++++ INPUT DATA

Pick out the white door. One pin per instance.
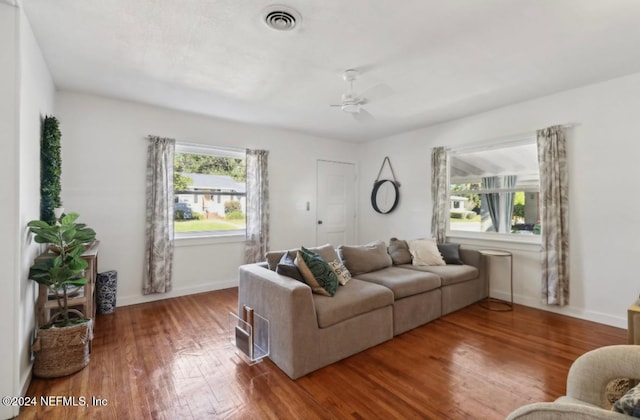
(336, 203)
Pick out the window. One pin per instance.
(495, 189)
(210, 191)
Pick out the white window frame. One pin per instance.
(487, 146)
(194, 238)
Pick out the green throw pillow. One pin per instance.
(316, 272)
(629, 404)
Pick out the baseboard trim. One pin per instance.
(136, 299)
(599, 317)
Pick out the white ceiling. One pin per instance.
(425, 60)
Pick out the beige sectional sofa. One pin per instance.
(383, 299)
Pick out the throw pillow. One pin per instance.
(287, 266)
(316, 272)
(399, 251)
(629, 404)
(341, 272)
(360, 259)
(425, 252)
(450, 253)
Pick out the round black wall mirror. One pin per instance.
(385, 196)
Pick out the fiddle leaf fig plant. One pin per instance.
(66, 270)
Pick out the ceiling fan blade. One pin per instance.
(363, 116)
(377, 92)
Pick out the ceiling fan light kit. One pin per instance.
(352, 103)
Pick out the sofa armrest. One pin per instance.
(591, 372)
(288, 306)
(559, 411)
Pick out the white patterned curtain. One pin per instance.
(552, 160)
(257, 240)
(159, 226)
(439, 193)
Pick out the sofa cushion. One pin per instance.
(450, 274)
(365, 258)
(287, 267)
(353, 299)
(450, 253)
(403, 282)
(399, 251)
(327, 252)
(341, 271)
(316, 272)
(425, 252)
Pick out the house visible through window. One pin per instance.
(495, 189)
(210, 191)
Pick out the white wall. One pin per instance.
(9, 256)
(604, 222)
(103, 179)
(36, 101)
(26, 92)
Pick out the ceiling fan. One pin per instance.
(351, 102)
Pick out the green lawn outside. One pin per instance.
(204, 225)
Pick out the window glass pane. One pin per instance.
(495, 190)
(210, 194)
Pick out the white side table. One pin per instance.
(490, 303)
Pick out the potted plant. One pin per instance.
(62, 346)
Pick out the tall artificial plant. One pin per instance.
(50, 169)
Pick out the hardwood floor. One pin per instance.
(173, 360)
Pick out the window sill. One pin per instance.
(198, 239)
(513, 241)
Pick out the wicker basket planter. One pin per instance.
(61, 351)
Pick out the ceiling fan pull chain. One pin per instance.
(387, 160)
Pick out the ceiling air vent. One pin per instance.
(281, 18)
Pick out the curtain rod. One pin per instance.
(512, 139)
(208, 146)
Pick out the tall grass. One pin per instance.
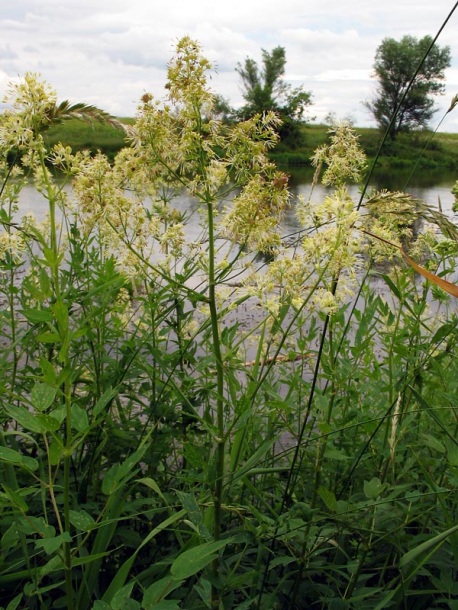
(233, 419)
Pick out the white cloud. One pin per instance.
(108, 52)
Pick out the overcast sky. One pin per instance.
(109, 52)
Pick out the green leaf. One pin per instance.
(433, 443)
(50, 545)
(42, 396)
(37, 316)
(421, 548)
(121, 472)
(49, 372)
(196, 559)
(373, 488)
(82, 520)
(14, 457)
(123, 572)
(14, 603)
(328, 498)
(157, 591)
(48, 337)
(100, 605)
(15, 499)
(121, 600)
(151, 483)
(35, 422)
(102, 402)
(452, 452)
(80, 419)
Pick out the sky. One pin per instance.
(110, 52)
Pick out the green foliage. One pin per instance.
(409, 72)
(222, 417)
(266, 90)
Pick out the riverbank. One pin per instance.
(410, 151)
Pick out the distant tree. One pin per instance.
(264, 89)
(395, 65)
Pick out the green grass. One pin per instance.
(88, 136)
(440, 154)
(188, 425)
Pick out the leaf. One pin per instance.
(123, 572)
(433, 443)
(452, 452)
(50, 545)
(30, 421)
(158, 590)
(14, 457)
(102, 402)
(42, 396)
(122, 601)
(14, 603)
(15, 499)
(373, 488)
(82, 520)
(80, 419)
(37, 316)
(438, 281)
(196, 559)
(100, 605)
(421, 548)
(121, 472)
(151, 483)
(328, 498)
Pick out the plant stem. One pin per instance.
(220, 447)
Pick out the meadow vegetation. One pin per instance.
(235, 419)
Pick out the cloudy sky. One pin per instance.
(109, 52)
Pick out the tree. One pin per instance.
(264, 89)
(395, 65)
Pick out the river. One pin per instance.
(433, 189)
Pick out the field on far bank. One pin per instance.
(415, 149)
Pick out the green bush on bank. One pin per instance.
(440, 153)
(225, 418)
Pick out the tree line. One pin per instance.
(409, 73)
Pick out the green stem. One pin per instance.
(220, 449)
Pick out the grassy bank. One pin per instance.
(188, 425)
(441, 152)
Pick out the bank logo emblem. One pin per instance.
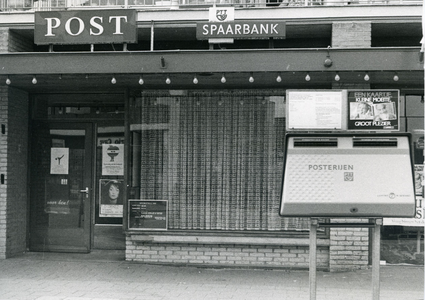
(221, 14)
(348, 176)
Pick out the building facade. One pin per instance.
(170, 145)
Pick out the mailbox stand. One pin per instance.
(376, 244)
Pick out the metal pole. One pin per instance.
(376, 257)
(313, 258)
(152, 34)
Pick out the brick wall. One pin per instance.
(13, 156)
(349, 247)
(225, 255)
(17, 161)
(18, 43)
(351, 35)
(13, 165)
(11, 41)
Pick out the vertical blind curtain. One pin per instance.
(217, 157)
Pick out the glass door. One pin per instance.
(61, 187)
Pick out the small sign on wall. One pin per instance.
(111, 198)
(373, 110)
(113, 159)
(315, 110)
(59, 160)
(147, 214)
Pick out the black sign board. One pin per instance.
(85, 27)
(373, 110)
(147, 214)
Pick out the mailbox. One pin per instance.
(348, 175)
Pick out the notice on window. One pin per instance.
(373, 110)
(314, 110)
(147, 214)
(111, 198)
(113, 159)
(59, 160)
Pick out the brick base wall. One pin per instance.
(349, 247)
(225, 255)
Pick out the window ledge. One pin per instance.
(196, 239)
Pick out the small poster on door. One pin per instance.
(113, 159)
(111, 198)
(59, 161)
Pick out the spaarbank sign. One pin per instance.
(85, 27)
(241, 30)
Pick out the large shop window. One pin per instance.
(216, 157)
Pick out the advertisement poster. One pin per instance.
(59, 160)
(419, 179)
(373, 110)
(113, 159)
(315, 110)
(148, 214)
(111, 198)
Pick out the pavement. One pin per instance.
(103, 275)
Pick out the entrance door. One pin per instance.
(61, 191)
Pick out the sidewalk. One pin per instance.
(52, 276)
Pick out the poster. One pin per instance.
(148, 214)
(315, 110)
(113, 159)
(111, 198)
(59, 160)
(373, 110)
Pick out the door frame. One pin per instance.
(88, 181)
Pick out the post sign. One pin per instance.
(348, 175)
(373, 110)
(147, 214)
(241, 30)
(85, 27)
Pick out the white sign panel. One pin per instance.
(59, 161)
(348, 176)
(113, 159)
(315, 110)
(417, 221)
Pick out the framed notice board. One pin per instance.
(147, 214)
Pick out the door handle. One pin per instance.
(86, 191)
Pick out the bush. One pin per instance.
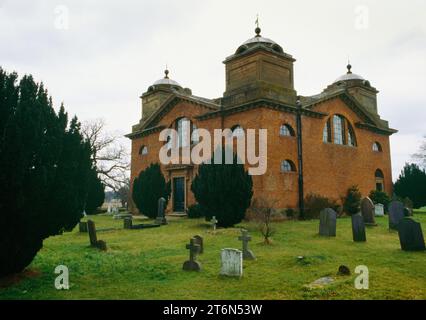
(148, 187)
(44, 170)
(411, 183)
(315, 203)
(223, 190)
(195, 211)
(380, 197)
(352, 201)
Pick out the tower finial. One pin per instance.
(257, 30)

++++++++

▶ _DIRECTIONS FOR THIS TASK_
The result should be the material above, unchanged and free of pictures; please print it.

▶ _SOLUTION_
Pick out the white door. One pin per instance.
(336, 203)
Pick out the window. One pin per instance.
(495, 189)
(210, 191)
Pick out the white window frame. One pin per instance.
(487, 146)
(194, 238)
Pick out the green throw pillow. One pin per instance.
(316, 272)
(629, 404)
Pick out the baseboard trim. One pin per instance.
(136, 299)
(599, 317)
Pick out the white ceiling. One pin per instance.
(425, 60)
Pick out the beige sectional sofa. One pin per instance.
(383, 299)
Pick out the throw pillow. One pin per instance.
(287, 266)
(316, 272)
(399, 251)
(629, 404)
(341, 272)
(360, 259)
(425, 252)
(450, 253)
Pick out the round black wall mirror. One pin per instance.
(385, 196)
Pick out the fiddle leaf fig plant. One pin per instance.
(66, 270)
Pick out the ceiling fan blade. One pin per instance.
(363, 116)
(377, 92)
Pick out the ceiling fan light kit. One pin per instance.
(352, 103)
Pick out the sofa armrest. One pin per instance.
(591, 372)
(288, 306)
(559, 411)
Pick out the white patterned curtain. One pin per instance.
(552, 160)
(257, 240)
(159, 226)
(439, 193)
Pick out the sofa cushion. One pin per instance.
(450, 274)
(365, 258)
(287, 267)
(353, 299)
(450, 253)
(403, 282)
(399, 251)
(327, 252)
(341, 271)
(316, 272)
(425, 252)
Pick out the house visible through window. One pin per instance.
(495, 189)
(210, 191)
Pick out the white wall. One pin per instance.
(9, 256)
(604, 222)
(103, 179)
(36, 101)
(26, 92)
Pick out the ceiling fan. One pin per instance.
(351, 102)
Pick out the green lawn outside. One pin per instance.
(204, 225)
Pick out the window glass pane. One pin per instance.
(495, 190)
(210, 194)
Pick out the white side table. One pin per instance.
(490, 303)
Pick out the potted plant. One pin per instance.
(62, 346)
Pick out the tall artificial plant. One pin per instance.
(50, 169)
Pick out the hardwood floor. One pin per instance.
(173, 360)
Pick out the window sill. One pin per instance.
(198, 239)
(513, 241)
Pick out the wicker basket planter. One pin per instance.
(61, 351)
Pick out the ceiling fan pull chain. One pin per instance.
(387, 160)
Pick out the ceiling air vent. One pin per instance.
(281, 18)
Pick out the curtain rod. One pin per instance.
(512, 139)
(208, 146)
Pick out the tall grass. One pin per instance.
(233, 419)
Pick out the white cloud. One pin per instance.
(108, 52)
Pick out the overcast sky. One pin per instance.
(109, 52)
Pick out the green leaf. One pin per instance.
(433, 443)
(50, 545)
(42, 396)
(37, 316)
(421, 548)
(121, 472)
(49, 372)
(196, 559)
(373, 488)
(82, 520)
(14, 457)
(123, 572)
(14, 603)
(328, 498)
(157, 591)
(48, 337)
(100, 605)
(15, 499)
(121, 600)
(151, 483)
(35, 422)
(102, 402)
(452, 452)
(80, 419)
Pick out the sky. One pin per instance.
(110, 52)
Pick out the green foliage. One pin per instance.
(409, 72)
(222, 417)
(266, 90)
Pick out the riverbank. One pin per instance.
(410, 151)
Pick out the distant tree. One pin per instance.
(264, 89)
(395, 65)
Pick out the green grass. One pin per instance.
(88, 136)
(440, 154)
(188, 425)
Pick out the leaf. One pin per instance.
(123, 572)
(433, 443)
(452, 452)
(50, 545)
(30, 421)
(158, 590)
(14, 457)
(102, 402)
(42, 396)
(122, 601)
(14, 603)
(15, 499)
(373, 488)
(82, 520)
(80, 419)
(37, 316)
(438, 281)
(196, 559)
(100, 605)
(421, 548)
(121, 472)
(151, 483)
(328, 498)
Pick out the plant stem. One pin per instance.
(220, 447)
Pick out the meadow vegetation. One pin per instance.
(235, 419)
Pick out the cloudy sky. One pin per instance.
(109, 52)
Pick out the tree. One pin per instance.
(264, 89)
(395, 65)
Pick out the river. One pin per instance.
(433, 189)
Pick out the field on far bank. One pin per instance.
(415, 149)
Pick out the green bush on bank. One pin per instance.
(440, 153)
(225, 418)
Pick out the tree line. One pin per instance.
(409, 73)
Pick out the green stem. One pin per instance.
(220, 449)
Pick out the grassy bank. One pin per instance.
(188, 425)
(441, 152)
Pick out the bank logo emblem. One pin per instance.
(221, 14)
(348, 176)
Pick out the building facade. One pin per instance.
(170, 145)
Pick out the mailbox stand. One pin per instance.
(376, 244)
Pick out the metal pole. One pin per instance.
(376, 257)
(313, 258)
(152, 34)
Pick out the brick wall. One pin per instance.
(13, 156)
(349, 247)
(225, 255)
(17, 161)
(18, 43)
(351, 35)
(13, 165)
(11, 41)
Pick out the vertical blind curtain. One pin per instance.
(217, 157)
Pick out the glass door. One pin per instance.
(61, 187)
Pick out the small sign on wall. One pin per instance.
(111, 198)
(373, 110)
(113, 159)
(315, 110)
(59, 160)
(147, 214)
Pick out the black sign board. One pin per instance.
(85, 27)
(373, 110)
(147, 214)
Pick out the mailbox. One pin per instance.
(348, 175)
Pick out the notice on window. One pin per instance.
(373, 110)
(314, 110)
(147, 214)
(111, 198)
(113, 159)
(59, 160)
Pick out the brick base wall. One pin per instance.
(349, 247)
(225, 255)
Pick out the window ledge. One pin per instance.
(196, 239)
Pick out the small poster on door. One pin per instance.
(113, 159)
(111, 198)
(59, 161)
Pick out the spaarbank sign. One pin per instance.
(85, 27)
(241, 30)
Pick out the large shop window. One pin per instance.
(216, 157)
Pick out the advertisement poster. One pin per instance.
(59, 160)
(419, 179)
(373, 110)
(113, 159)
(315, 110)
(148, 214)
(111, 198)
Pick out the pavement. One pin per instance.
(103, 275)
Pick out the entrance door. One pin per instance.
(61, 191)
Pick out the sidewalk. One pin per instance.
(52, 276)
Pick out the poster. One pin per instance.
(148, 214)
(315, 110)
(113, 159)
(111, 198)
(59, 160)
(373, 110)
Pick out the door frame. One pin per instance.
(88, 181)
Pick out the post sign. One pin per instance.
(348, 175)
(373, 110)
(147, 214)
(241, 30)
(85, 27)
Pick out the white sign panel. One pin per instance.
(59, 161)
(348, 176)
(113, 159)
(315, 110)
(417, 221)
Pick out the framed notice board. One pin per instance.
(147, 214)
Pick out the door handle. One pin per instance.
(86, 191)
Pick out the bush. One pin per instance.
(148, 187)
(44, 170)
(411, 183)
(315, 203)
(223, 190)
(195, 211)
(380, 197)
(352, 201)
Pick out the tower finial. One pin per instance.
(257, 30)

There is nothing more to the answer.